◆ The task ◆
Would you transcribe each entry that follows word for word, minus the images?

══ Data shown ══

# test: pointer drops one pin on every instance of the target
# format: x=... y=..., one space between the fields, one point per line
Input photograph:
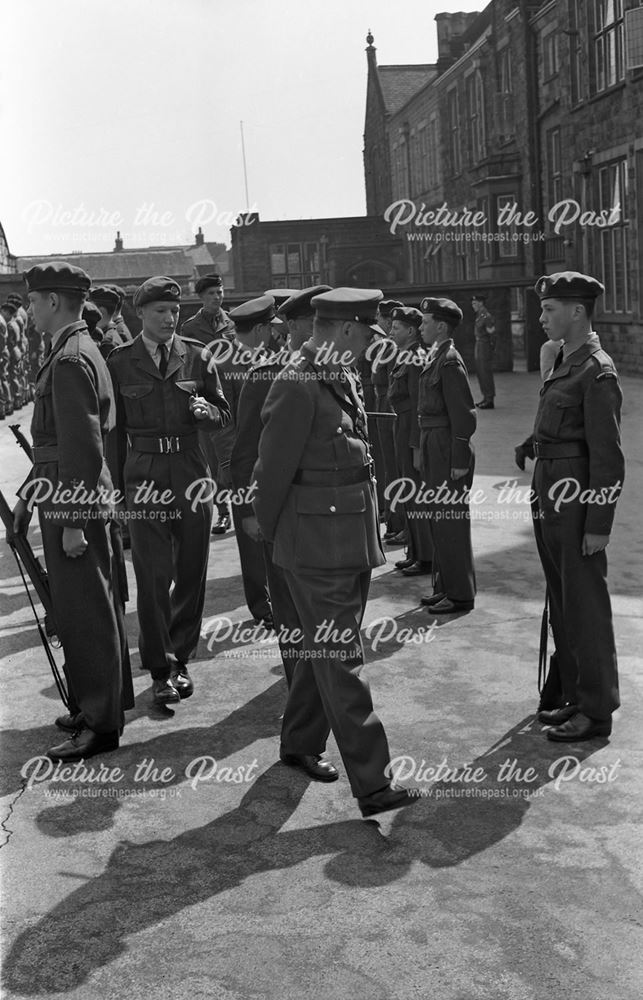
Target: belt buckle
x=169 y=445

═══

◆ Answer for the task ◆
# test: pointer drops one pin on every instance of the target
# format: x=... y=..., one space between the fields, one point per line
Input photograph:
Target: belt buckle
x=169 y=445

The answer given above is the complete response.